====== Text extract

Hermione Gee traveled for Radio Netherlands Worldwide (RNW) to Guantanamo Bay to report about the prison. Read her weblogs…

1- Holiday in Guantanamo

Back in the bygone year of 1980, when punk still had the power to shock and South East Asia was a war torn mess, The Dead Kennedys released their second single, Holiday in Cambodia.

In 2010, a holiday in Guantanamo is as absurd a notion as a holiday in Cambodia would have been in 1980. But that's where the similarity ends. For those of us lucky enough to be on the right side of the cell door, it's not dangerous or devastated.

Read more on the website of RNW…

 

2- Welcome to Guantanamo

Florida International Airport has its very own platform 3 and 3/4s, only instead of taking wizards to Hogwarts, it takes military personnel, contractors and the occasional journalist to the Guantanamo Bay naval base.

============
====== Information shown

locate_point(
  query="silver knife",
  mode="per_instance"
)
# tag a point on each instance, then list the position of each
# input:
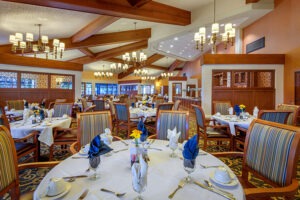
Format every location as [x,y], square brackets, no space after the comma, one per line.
[214,190]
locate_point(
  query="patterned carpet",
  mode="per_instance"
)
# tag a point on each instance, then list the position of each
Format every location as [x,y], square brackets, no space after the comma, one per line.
[30,178]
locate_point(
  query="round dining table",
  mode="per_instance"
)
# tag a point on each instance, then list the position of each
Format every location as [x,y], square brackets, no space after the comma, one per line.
[164,175]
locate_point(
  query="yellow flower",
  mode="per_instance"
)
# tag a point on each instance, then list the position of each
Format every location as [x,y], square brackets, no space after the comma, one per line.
[136,134]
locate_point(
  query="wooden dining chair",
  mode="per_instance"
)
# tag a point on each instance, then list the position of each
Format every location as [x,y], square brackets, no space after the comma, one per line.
[9,168]
[26,147]
[123,119]
[278,116]
[271,154]
[169,119]
[212,135]
[89,125]
[221,107]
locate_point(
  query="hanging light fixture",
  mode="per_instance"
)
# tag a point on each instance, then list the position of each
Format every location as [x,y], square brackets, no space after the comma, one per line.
[117,68]
[103,74]
[227,37]
[140,72]
[41,46]
[135,57]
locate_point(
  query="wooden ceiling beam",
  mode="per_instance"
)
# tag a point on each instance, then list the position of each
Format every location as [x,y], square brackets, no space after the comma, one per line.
[174,65]
[10,59]
[152,11]
[112,52]
[99,39]
[138,3]
[93,28]
[87,52]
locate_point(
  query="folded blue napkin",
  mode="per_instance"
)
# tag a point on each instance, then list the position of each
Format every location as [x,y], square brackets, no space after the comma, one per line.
[97,147]
[141,126]
[191,149]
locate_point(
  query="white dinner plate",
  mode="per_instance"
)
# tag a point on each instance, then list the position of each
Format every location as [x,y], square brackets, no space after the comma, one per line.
[232,183]
[68,187]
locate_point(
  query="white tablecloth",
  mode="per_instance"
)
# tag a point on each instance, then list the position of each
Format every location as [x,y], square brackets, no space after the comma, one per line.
[138,112]
[232,121]
[164,174]
[18,130]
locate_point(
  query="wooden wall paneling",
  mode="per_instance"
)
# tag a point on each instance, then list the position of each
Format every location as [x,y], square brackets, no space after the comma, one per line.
[264,99]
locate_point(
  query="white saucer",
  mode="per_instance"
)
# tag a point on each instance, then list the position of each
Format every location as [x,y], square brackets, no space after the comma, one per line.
[232,183]
[68,187]
[81,152]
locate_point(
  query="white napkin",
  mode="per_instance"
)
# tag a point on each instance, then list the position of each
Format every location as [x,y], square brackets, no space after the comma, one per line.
[106,137]
[50,113]
[230,110]
[255,112]
[139,174]
[173,138]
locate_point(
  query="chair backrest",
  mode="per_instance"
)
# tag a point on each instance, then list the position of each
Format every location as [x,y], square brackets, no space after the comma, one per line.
[169,119]
[293,117]
[164,106]
[122,112]
[9,178]
[200,116]
[221,107]
[62,108]
[15,104]
[279,116]
[91,124]
[100,104]
[271,150]
[177,105]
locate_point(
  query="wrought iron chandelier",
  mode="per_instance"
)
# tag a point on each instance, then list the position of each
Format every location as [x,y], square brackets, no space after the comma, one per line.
[103,74]
[227,37]
[41,46]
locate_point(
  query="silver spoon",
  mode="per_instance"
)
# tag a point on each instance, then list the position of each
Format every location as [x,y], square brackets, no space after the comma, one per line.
[115,193]
[209,184]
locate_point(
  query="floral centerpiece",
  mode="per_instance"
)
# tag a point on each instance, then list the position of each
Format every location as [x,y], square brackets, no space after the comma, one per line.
[136,134]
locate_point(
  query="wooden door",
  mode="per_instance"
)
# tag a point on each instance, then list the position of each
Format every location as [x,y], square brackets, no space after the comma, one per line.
[297,88]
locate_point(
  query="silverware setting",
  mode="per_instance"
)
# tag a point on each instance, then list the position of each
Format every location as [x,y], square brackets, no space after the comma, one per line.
[180,185]
[83,195]
[115,193]
[209,184]
[210,166]
[231,197]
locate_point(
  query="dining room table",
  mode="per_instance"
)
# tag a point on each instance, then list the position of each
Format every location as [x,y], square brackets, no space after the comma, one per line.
[163,175]
[233,120]
[20,129]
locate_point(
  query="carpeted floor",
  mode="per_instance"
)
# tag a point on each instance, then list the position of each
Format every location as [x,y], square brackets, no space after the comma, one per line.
[30,178]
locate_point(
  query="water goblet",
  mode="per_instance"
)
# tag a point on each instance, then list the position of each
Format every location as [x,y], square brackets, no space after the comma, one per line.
[189,167]
[94,164]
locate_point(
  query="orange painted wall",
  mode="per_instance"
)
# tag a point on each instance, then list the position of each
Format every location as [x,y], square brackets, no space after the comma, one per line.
[281,29]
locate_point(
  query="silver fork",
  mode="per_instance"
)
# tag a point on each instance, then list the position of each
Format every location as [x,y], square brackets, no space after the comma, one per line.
[210,166]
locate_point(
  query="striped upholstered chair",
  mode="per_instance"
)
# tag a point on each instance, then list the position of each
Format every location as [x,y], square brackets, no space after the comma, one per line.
[9,168]
[271,154]
[221,107]
[15,104]
[169,119]
[212,135]
[89,125]
[293,117]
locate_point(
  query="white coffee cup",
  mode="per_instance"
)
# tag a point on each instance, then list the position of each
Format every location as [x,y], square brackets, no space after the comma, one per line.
[222,175]
[56,186]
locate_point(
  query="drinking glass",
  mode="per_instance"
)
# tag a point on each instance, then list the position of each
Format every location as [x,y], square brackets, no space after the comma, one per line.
[94,164]
[189,166]
[140,186]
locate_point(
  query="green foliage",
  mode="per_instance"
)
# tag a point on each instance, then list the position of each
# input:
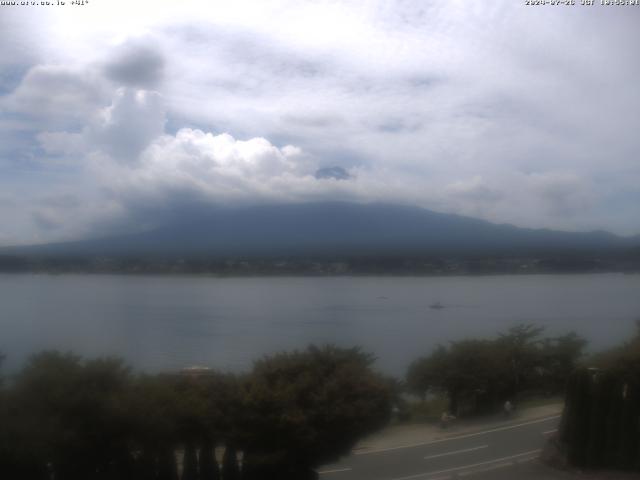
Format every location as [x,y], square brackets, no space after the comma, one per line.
[92,419]
[308,408]
[479,375]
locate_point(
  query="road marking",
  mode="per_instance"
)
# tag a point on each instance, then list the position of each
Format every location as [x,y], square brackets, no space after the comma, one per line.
[468,435]
[473,465]
[428,457]
[337,470]
[491,468]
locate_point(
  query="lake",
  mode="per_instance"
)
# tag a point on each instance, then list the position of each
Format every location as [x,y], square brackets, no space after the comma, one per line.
[168,322]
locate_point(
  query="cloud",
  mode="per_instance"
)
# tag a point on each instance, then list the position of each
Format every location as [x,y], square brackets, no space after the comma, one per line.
[137,110]
[56,95]
[137,65]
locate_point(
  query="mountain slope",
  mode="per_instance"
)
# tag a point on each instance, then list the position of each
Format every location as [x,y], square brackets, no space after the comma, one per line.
[330,229]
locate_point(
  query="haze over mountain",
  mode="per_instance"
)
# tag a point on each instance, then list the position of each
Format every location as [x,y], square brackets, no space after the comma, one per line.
[333,229]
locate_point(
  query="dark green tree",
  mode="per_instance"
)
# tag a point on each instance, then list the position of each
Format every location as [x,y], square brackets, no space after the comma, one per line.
[303,409]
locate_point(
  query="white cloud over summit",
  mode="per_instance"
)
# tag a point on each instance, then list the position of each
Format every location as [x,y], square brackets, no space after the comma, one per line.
[513,114]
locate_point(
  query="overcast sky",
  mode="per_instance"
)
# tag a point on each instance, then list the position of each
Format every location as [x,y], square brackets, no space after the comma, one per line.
[118,115]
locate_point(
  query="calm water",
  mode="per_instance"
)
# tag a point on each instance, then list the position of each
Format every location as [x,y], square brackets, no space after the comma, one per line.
[170,322]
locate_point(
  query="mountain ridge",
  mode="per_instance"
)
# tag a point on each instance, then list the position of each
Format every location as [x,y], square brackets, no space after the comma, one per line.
[332,229]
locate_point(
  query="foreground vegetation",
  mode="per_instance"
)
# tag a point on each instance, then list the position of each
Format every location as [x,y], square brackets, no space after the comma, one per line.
[67,418]
[601,423]
[479,376]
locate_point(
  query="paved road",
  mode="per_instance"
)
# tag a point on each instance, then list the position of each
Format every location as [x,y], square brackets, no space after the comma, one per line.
[501,451]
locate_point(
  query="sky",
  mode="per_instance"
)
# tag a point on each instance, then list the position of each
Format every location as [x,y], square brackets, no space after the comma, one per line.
[117,116]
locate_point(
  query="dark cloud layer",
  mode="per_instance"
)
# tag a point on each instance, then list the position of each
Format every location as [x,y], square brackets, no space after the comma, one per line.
[516,115]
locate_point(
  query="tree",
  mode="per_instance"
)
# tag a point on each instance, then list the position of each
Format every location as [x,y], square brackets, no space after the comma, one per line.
[69,415]
[521,346]
[303,409]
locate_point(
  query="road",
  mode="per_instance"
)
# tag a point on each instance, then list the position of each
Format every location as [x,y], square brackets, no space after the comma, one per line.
[500,451]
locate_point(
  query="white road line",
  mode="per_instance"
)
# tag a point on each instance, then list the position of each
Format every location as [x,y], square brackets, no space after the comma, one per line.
[428,457]
[491,468]
[450,439]
[337,470]
[464,467]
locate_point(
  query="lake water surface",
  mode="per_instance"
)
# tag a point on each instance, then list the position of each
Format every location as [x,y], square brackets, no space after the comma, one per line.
[168,322]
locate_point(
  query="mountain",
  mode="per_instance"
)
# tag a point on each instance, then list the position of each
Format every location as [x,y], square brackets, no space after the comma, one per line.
[333,229]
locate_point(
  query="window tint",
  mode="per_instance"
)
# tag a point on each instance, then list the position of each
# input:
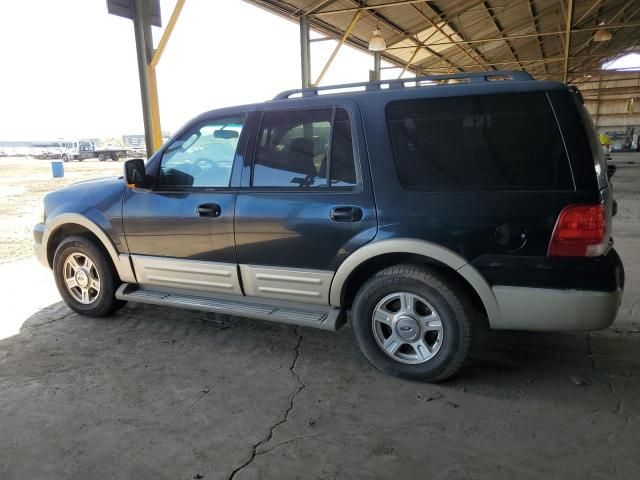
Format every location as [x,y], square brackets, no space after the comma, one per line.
[489,142]
[296,147]
[202,156]
[343,169]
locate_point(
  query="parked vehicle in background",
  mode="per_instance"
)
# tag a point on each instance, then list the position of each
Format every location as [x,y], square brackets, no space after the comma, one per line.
[75,150]
[424,207]
[82,149]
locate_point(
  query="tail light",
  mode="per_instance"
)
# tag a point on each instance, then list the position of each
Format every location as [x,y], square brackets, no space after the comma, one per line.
[580,231]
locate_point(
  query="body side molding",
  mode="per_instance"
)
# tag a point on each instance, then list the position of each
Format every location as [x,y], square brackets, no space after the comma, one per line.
[120,261]
[418,247]
[195,275]
[292,284]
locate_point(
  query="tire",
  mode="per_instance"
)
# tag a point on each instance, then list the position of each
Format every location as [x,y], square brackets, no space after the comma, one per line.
[100,300]
[417,348]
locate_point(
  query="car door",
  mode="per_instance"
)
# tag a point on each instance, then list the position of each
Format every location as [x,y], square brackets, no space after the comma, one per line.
[180,232]
[305,203]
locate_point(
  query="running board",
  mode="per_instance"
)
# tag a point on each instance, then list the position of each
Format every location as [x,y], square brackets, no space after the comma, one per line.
[306,315]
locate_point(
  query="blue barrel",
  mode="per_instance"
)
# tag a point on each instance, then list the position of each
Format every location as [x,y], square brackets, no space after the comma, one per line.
[57,168]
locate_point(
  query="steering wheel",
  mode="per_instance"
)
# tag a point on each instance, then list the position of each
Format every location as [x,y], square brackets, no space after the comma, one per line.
[205,163]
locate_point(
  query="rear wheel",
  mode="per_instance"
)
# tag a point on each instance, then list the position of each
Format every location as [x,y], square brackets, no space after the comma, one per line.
[85,277]
[413,322]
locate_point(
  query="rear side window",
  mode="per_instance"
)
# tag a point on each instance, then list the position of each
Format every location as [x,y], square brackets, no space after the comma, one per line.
[488,142]
[305,149]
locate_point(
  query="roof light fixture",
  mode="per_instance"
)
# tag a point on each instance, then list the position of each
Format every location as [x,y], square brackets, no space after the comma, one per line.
[602,34]
[377,43]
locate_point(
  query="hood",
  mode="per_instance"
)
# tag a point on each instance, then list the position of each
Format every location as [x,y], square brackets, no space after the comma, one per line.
[100,194]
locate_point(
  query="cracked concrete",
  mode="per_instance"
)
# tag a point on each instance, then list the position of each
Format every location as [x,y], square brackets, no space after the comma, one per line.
[301,385]
[171,394]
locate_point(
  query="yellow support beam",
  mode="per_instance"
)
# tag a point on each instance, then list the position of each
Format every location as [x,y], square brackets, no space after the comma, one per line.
[167,32]
[152,83]
[567,42]
[347,32]
[156,129]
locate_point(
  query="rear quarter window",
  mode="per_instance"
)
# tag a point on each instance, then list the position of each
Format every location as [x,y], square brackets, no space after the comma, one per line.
[487,142]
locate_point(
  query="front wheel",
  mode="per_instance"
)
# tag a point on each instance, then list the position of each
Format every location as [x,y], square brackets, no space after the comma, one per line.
[413,322]
[85,277]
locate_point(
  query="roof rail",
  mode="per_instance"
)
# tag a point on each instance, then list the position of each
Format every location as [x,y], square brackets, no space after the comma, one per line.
[465,77]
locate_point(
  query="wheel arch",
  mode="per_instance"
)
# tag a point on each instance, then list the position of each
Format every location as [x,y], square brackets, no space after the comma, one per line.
[375,256]
[67,224]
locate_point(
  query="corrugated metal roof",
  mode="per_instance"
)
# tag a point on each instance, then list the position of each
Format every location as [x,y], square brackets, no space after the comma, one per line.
[474,35]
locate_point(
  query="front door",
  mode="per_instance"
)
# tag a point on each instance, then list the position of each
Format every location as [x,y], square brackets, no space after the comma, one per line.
[180,233]
[305,205]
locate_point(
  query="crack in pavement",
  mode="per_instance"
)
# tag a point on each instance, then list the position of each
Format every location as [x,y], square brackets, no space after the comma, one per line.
[50,321]
[618,411]
[301,386]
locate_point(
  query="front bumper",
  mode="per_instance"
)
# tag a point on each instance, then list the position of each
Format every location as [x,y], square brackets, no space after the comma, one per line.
[39,248]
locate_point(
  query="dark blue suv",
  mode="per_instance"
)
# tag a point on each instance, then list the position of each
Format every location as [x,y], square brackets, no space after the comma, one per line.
[422,206]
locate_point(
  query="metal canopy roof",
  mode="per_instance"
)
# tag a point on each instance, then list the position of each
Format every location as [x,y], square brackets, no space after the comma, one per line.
[551,39]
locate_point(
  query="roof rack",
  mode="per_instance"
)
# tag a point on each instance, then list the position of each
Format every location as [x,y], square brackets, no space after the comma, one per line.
[465,77]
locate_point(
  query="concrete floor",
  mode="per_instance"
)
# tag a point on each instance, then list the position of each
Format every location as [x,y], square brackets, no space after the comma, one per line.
[162,393]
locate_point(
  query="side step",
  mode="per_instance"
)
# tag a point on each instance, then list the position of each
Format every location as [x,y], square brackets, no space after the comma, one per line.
[306,315]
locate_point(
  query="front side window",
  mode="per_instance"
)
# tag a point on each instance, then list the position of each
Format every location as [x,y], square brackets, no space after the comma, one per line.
[203,156]
[305,149]
[485,142]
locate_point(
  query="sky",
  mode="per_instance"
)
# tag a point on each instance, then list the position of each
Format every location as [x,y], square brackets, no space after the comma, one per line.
[68,69]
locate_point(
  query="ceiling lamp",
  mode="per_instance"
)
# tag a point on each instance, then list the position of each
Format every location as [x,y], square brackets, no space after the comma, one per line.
[602,34]
[377,43]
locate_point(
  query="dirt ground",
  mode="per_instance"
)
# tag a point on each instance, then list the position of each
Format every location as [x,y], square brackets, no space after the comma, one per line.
[24,181]
[171,394]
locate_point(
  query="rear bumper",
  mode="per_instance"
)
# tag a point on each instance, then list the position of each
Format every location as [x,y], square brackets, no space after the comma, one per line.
[540,309]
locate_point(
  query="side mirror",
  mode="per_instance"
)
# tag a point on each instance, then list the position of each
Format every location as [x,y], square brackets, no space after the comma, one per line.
[226,134]
[134,173]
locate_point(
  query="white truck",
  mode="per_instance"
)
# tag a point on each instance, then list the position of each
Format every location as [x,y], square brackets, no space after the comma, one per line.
[81,149]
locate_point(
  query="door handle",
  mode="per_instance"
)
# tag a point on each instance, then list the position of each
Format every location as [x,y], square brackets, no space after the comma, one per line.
[346,214]
[209,210]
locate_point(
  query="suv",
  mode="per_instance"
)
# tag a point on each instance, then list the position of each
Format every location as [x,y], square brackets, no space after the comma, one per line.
[425,207]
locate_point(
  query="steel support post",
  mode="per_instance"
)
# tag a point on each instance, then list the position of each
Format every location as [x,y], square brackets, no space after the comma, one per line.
[305,51]
[377,56]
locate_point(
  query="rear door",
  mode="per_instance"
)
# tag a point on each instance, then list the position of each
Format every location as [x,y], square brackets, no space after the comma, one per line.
[306,202]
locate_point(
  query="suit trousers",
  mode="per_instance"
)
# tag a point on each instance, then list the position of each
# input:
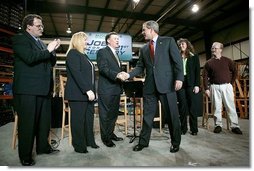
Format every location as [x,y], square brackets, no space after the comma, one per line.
[169,106]
[82,124]
[108,113]
[186,106]
[34,114]
[223,93]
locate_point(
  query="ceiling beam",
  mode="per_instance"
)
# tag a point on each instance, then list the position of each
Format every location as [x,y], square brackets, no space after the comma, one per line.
[47,7]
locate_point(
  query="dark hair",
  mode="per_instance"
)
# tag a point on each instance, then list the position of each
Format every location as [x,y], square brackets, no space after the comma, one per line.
[108,36]
[152,25]
[189,49]
[29,20]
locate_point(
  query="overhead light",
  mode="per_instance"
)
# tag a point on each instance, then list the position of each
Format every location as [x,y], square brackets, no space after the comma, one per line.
[195,8]
[68,30]
[136,1]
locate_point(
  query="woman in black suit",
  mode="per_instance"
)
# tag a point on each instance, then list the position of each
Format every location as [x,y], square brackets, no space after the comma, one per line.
[80,92]
[188,94]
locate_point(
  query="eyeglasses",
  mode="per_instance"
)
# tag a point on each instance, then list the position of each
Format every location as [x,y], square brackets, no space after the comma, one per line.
[39,26]
[214,48]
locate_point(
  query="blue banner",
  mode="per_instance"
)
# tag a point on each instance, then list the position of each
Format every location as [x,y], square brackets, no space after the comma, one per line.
[96,41]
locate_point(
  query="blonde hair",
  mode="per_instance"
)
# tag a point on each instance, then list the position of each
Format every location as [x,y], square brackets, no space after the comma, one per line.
[77,42]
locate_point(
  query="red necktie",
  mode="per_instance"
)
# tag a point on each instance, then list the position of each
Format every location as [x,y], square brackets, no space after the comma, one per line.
[151,46]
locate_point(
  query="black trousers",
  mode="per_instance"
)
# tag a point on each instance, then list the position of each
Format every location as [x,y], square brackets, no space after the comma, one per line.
[170,109]
[108,113]
[82,124]
[187,105]
[34,118]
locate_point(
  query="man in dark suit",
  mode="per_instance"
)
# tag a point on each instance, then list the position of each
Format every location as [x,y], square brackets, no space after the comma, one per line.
[32,87]
[109,89]
[161,60]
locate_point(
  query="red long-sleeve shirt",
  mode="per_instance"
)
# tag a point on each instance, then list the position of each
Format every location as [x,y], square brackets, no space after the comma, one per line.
[219,71]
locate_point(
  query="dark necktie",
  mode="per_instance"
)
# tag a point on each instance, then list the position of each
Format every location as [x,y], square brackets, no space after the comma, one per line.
[151,46]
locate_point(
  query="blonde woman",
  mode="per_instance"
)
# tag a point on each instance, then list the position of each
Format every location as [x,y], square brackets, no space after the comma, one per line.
[80,92]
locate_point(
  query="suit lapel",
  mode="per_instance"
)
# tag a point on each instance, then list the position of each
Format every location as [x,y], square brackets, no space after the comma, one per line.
[33,40]
[159,48]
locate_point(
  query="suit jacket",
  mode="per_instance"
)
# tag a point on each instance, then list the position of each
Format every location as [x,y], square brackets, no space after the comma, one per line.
[167,66]
[108,70]
[193,71]
[32,66]
[80,76]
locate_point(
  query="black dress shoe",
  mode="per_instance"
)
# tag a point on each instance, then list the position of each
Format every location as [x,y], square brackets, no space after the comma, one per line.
[139,147]
[50,151]
[174,149]
[115,138]
[80,151]
[194,133]
[30,162]
[109,144]
[95,146]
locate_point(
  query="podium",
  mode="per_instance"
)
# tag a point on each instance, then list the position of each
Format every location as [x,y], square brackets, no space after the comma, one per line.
[133,89]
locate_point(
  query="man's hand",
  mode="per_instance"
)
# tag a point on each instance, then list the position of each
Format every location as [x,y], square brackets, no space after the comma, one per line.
[178,85]
[207,93]
[91,95]
[196,89]
[54,45]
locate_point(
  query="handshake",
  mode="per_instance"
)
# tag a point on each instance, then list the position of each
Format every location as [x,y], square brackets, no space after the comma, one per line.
[123,76]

============

Continue the Guantanamo travel blog text from its final sentence, keeping its tone and first-person view.

Reply to the task:
When I checked in for my flight I was expecting ultra high security, but it's all very casual. No boarding card, just a little scrap of paper with the words "Gate J1" on it. But check the departure screens and J1 isn't listed. And no one's really sure what time the plane leaves. "It should be arriving about 5, so we'll be able to leave around 5.15. Come back in half an hour." Half an hour later: "It's not here yet. Come back. Don't worry, we won't leave without you."

Read more on the website of RNW…

 

3- Rockin' in Fidel's back yard

"No news is good news" isn't an expression that applies to journalists. For us, bad news is often good news and, sometimes, good news is bad news. Like today. The Red Cross is visiting Guantanamo this week and it's messing with my schedule. An interview with the Deputy Joint Task Force commander is cancelled, and our tour of Camp 4 - where the most well-behaved detainees are held - is curtailed. We can't get in to see the recreation area where they pray, play soccer and generally hang out because the Red Cross has priority. That's how it should be, of course, but from a purely selfish point of view it's frustrating.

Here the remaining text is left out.